Begin GIVEN INFORMATION
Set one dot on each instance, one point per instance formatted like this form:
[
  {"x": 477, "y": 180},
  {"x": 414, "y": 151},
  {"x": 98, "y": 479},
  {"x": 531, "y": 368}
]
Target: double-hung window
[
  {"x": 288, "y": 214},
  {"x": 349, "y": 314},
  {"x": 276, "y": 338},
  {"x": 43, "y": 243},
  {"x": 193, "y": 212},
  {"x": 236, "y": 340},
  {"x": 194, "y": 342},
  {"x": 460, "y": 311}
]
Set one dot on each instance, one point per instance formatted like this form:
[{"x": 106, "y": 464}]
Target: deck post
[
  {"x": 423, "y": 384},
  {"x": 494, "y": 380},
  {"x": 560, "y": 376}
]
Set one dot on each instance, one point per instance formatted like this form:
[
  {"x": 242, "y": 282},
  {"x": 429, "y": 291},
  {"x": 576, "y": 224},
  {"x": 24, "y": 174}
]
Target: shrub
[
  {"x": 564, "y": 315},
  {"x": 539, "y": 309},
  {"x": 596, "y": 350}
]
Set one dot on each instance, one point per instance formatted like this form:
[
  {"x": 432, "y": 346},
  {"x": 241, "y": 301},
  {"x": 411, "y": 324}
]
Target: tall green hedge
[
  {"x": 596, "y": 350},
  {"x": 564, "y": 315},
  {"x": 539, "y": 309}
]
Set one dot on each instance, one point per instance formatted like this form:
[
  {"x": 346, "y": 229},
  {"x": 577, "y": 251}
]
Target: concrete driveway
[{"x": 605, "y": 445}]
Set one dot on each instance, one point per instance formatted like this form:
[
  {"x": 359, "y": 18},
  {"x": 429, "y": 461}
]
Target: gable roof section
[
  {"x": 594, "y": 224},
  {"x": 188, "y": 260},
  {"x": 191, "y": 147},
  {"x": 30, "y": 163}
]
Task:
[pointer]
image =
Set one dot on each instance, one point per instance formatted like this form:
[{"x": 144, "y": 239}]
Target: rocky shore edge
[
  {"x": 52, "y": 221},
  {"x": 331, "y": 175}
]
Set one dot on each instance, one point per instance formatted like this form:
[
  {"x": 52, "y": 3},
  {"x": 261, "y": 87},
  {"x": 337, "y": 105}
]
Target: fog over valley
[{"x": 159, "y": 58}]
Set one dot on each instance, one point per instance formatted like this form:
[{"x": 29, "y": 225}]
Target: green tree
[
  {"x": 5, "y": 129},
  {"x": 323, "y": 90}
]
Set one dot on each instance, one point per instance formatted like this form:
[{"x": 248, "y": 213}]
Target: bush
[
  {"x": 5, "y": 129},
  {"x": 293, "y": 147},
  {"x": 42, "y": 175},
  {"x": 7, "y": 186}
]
End GIVEN INFORMATION
WHAT THE TASK ASKS:
Repeat the data verbatim.

RESPONSE TO THIS TASK:
Set one dot on each instance, one point per instance formatted like this form:
[
  {"x": 477, "y": 180},
  {"x": 414, "y": 151},
  {"x": 98, "y": 479},
  {"x": 531, "y": 368}
]
Target: double-hung window
[
  {"x": 288, "y": 214},
  {"x": 349, "y": 314},
  {"x": 276, "y": 338},
  {"x": 43, "y": 243},
  {"x": 193, "y": 212},
  {"x": 236, "y": 340},
  {"x": 194, "y": 342},
  {"x": 460, "y": 311}
]
Set one dot on each instance, one point per instance formatted like this form:
[{"x": 106, "y": 464}]
Target: deck post
[
  {"x": 423, "y": 384},
  {"x": 494, "y": 380},
  {"x": 560, "y": 376}
]
Set one dot on each instance, one point per instance formatted like this form:
[
  {"x": 242, "y": 282},
  {"x": 429, "y": 291},
  {"x": 576, "y": 224},
  {"x": 24, "y": 174}
]
Target: shrub
[
  {"x": 564, "y": 315},
  {"x": 539, "y": 309},
  {"x": 596, "y": 350}
]
Set one dot on each instance, one point per instance formatted like this form:
[
  {"x": 432, "y": 346},
  {"x": 241, "y": 301},
  {"x": 411, "y": 324}
]
Target: tall green hedge
[
  {"x": 596, "y": 350},
  {"x": 564, "y": 315},
  {"x": 539, "y": 309}
]
Set one dot on each instance, one point per instance formatted like this form:
[
  {"x": 346, "y": 229},
  {"x": 577, "y": 251}
]
Target: concrete driveway
[{"x": 605, "y": 445}]
Set one dot on each instance, one point per instance formatted like this form:
[
  {"x": 359, "y": 18},
  {"x": 429, "y": 461}
]
Target: gable roof section
[
  {"x": 594, "y": 224},
  {"x": 188, "y": 260},
  {"x": 191, "y": 147},
  {"x": 30, "y": 163}
]
Task:
[pointer]
image =
Set one dot on each instance, one point per instance formatted like this form:
[{"x": 144, "y": 239}]
Target: rocky shore edge
[
  {"x": 52, "y": 221},
  {"x": 331, "y": 175}
]
Set one dot on each instance, one point per instance formatted like this form:
[
  {"x": 52, "y": 3},
  {"x": 261, "y": 87},
  {"x": 337, "y": 105}
]
Target: fog over valley
[{"x": 159, "y": 58}]
Set one dot on each instance, one point per instance formatted like this form:
[{"x": 29, "y": 225}]
Target: green tree
[
  {"x": 5, "y": 129},
  {"x": 323, "y": 90}
]
Set one dot on each instance, one point per instance formatted like this form:
[{"x": 248, "y": 213}]
Target: bush
[
  {"x": 5, "y": 129},
  {"x": 293, "y": 147},
  {"x": 42, "y": 175},
  {"x": 7, "y": 186}
]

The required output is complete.